(Natural language region descriptions)
##############################
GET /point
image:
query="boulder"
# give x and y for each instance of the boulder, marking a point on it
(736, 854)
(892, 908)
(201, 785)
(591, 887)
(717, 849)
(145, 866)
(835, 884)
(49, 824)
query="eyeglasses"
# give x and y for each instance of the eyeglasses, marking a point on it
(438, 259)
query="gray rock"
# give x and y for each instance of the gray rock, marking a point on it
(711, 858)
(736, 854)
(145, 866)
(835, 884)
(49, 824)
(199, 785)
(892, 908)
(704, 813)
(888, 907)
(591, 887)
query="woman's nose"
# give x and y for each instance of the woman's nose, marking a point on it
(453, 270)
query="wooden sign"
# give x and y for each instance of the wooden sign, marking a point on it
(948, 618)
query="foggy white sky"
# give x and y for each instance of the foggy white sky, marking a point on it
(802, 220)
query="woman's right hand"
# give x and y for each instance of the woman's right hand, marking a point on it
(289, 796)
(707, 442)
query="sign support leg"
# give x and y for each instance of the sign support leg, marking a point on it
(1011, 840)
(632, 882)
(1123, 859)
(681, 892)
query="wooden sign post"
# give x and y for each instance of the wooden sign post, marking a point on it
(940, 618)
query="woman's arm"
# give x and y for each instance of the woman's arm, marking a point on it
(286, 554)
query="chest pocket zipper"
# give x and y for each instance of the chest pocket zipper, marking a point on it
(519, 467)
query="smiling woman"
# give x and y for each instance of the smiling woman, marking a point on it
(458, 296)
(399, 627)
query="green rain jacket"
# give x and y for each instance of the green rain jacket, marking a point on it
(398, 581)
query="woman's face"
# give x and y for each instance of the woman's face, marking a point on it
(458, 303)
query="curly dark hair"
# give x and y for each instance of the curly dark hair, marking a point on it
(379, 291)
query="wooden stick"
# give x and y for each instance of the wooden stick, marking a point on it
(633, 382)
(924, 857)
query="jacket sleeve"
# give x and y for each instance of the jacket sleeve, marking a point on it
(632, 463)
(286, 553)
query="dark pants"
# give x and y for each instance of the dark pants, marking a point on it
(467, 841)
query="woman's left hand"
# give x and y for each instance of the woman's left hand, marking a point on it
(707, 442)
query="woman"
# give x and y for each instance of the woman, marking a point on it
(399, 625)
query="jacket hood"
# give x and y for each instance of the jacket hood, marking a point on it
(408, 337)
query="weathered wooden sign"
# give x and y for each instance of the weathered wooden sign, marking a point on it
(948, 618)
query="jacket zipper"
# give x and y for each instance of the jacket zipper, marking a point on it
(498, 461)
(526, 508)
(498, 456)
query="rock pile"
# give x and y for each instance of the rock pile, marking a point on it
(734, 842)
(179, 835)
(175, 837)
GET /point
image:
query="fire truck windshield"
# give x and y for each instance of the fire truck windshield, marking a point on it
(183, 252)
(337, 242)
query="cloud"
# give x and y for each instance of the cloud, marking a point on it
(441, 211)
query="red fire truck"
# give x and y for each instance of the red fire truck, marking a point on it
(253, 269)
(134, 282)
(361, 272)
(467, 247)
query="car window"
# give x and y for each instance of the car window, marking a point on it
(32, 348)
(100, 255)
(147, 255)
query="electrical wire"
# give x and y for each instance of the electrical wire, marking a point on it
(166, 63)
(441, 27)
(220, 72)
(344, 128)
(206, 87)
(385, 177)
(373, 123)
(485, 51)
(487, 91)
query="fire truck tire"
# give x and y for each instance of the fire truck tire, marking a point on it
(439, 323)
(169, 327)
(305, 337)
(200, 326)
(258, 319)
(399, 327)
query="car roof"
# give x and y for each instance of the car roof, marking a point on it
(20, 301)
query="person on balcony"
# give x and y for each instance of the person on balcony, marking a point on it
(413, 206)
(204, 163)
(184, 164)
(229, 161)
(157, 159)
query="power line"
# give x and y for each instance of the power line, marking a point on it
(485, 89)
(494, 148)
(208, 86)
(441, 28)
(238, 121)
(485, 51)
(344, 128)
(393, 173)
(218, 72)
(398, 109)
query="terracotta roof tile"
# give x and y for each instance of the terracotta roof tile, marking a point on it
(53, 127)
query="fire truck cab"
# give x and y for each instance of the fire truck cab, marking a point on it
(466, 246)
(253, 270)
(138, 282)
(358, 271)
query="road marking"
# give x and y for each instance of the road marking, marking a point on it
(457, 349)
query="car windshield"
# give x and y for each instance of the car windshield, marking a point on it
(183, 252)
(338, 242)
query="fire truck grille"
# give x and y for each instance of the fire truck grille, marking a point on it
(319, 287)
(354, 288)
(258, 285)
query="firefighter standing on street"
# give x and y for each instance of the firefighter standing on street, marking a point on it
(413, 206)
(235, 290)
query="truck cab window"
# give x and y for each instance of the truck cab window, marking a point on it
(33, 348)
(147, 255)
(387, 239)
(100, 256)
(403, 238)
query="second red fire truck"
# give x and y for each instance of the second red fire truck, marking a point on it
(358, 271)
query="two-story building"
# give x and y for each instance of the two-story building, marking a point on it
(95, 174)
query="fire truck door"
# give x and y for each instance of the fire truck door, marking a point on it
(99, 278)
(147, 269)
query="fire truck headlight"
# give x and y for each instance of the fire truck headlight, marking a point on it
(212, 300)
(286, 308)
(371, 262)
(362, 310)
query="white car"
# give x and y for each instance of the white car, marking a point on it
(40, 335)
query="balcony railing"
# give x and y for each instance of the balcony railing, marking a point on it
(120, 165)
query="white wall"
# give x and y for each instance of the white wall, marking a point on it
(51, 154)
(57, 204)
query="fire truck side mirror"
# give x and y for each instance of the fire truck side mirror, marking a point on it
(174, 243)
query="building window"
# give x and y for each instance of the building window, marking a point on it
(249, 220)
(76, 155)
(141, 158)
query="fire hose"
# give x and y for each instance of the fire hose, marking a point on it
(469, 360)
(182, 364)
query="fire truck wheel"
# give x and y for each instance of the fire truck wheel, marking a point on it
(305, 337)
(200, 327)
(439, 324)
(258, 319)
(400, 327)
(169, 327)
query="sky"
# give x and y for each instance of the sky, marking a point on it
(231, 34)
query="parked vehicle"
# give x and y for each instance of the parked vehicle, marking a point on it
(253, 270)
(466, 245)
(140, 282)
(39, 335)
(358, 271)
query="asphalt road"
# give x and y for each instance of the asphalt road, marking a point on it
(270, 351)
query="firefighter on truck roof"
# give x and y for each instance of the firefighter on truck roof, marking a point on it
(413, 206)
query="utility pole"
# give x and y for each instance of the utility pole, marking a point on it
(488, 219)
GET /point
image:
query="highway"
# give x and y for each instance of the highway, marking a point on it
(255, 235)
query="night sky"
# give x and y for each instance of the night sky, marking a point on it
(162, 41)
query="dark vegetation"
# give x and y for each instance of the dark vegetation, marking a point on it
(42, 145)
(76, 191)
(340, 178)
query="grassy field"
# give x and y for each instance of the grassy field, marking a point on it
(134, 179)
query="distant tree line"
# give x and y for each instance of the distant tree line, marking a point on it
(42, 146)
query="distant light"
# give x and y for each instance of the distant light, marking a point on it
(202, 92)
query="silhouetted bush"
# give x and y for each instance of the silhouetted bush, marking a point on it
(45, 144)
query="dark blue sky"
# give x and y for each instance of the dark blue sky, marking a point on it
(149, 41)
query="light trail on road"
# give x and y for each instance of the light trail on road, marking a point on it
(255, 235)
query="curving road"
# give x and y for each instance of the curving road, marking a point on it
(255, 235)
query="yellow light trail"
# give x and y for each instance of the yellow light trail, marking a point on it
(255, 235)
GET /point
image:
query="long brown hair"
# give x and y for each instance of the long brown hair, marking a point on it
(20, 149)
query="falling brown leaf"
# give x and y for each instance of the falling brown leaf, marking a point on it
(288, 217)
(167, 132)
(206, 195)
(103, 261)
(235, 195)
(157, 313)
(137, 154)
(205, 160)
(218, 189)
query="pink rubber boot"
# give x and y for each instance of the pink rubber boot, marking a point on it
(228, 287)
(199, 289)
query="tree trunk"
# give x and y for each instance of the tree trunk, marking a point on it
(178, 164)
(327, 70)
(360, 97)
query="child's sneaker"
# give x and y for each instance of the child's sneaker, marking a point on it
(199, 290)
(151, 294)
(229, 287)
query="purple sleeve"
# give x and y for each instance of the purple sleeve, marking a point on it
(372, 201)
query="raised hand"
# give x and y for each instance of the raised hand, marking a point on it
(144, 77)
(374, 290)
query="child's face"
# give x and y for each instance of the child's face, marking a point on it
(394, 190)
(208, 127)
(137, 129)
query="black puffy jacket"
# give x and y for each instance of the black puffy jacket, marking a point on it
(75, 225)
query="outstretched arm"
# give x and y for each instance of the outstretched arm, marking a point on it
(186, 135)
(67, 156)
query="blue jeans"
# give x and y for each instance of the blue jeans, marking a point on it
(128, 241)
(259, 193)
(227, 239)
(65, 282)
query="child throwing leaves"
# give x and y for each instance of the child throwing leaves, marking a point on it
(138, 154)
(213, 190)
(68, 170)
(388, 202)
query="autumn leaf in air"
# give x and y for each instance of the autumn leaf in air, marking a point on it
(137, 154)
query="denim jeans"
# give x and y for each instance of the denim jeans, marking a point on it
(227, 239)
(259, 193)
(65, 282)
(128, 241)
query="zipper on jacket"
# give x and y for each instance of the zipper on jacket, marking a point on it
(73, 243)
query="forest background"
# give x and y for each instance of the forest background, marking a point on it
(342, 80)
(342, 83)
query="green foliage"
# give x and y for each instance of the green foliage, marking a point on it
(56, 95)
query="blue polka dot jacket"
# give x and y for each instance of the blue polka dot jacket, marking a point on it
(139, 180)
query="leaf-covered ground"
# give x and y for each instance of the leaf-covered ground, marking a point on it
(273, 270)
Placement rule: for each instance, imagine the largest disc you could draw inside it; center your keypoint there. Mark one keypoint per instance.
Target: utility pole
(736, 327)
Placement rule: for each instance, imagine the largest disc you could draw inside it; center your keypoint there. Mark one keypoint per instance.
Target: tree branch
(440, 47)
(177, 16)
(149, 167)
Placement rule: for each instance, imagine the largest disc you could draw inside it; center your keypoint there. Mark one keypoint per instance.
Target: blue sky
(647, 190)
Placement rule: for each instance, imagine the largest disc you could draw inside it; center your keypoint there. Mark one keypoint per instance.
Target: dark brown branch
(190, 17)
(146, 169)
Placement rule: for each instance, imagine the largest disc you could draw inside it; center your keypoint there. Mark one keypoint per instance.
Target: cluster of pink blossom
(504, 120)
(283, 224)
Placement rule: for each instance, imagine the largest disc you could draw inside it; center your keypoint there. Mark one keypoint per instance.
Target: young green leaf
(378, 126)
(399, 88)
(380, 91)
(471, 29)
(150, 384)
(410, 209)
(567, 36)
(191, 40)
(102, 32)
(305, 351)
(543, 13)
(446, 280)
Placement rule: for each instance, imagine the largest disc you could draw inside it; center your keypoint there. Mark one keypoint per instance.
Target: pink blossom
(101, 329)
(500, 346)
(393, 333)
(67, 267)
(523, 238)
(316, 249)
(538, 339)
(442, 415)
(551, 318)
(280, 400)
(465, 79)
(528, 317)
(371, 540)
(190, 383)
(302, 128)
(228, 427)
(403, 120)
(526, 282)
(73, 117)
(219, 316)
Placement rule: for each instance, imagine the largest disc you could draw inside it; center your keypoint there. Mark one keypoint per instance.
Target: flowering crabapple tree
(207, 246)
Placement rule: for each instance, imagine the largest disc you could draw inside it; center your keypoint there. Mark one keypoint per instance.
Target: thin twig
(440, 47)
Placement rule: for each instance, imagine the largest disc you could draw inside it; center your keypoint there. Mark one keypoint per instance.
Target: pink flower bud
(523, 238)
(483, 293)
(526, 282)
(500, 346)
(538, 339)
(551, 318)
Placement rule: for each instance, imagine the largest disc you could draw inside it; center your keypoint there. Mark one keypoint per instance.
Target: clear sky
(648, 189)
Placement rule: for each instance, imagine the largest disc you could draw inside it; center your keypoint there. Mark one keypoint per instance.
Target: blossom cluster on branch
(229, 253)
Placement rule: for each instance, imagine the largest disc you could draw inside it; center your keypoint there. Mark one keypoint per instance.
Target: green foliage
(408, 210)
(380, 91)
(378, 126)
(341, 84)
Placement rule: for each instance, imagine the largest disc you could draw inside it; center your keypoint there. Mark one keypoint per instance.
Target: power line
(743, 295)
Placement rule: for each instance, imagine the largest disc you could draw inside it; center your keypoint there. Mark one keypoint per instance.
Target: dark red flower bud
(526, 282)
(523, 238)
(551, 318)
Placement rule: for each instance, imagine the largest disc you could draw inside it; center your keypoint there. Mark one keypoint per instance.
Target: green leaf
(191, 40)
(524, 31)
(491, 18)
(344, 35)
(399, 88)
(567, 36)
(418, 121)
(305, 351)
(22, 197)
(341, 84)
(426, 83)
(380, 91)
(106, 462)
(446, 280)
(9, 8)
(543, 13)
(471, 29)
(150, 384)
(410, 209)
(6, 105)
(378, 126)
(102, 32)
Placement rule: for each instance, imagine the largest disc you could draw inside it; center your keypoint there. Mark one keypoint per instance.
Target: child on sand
##############################
In the answer, include exactly the lines from the line containing "Target: green leaf" through the end of the data, and nothing else.

Task solution.
Target: green leaf
(191, 40)
(524, 31)
(491, 18)
(344, 35)
(399, 88)
(567, 36)
(418, 121)
(305, 351)
(22, 197)
(341, 84)
(426, 83)
(380, 91)
(106, 462)
(446, 280)
(9, 8)
(543, 13)
(471, 29)
(150, 384)
(410, 209)
(6, 105)
(378, 126)
(102, 32)
Placement rule: for each instance, imagine the largest disc you could draw inside it; center your keypoint there. Mark one keypoint per instance.
Target: child on sand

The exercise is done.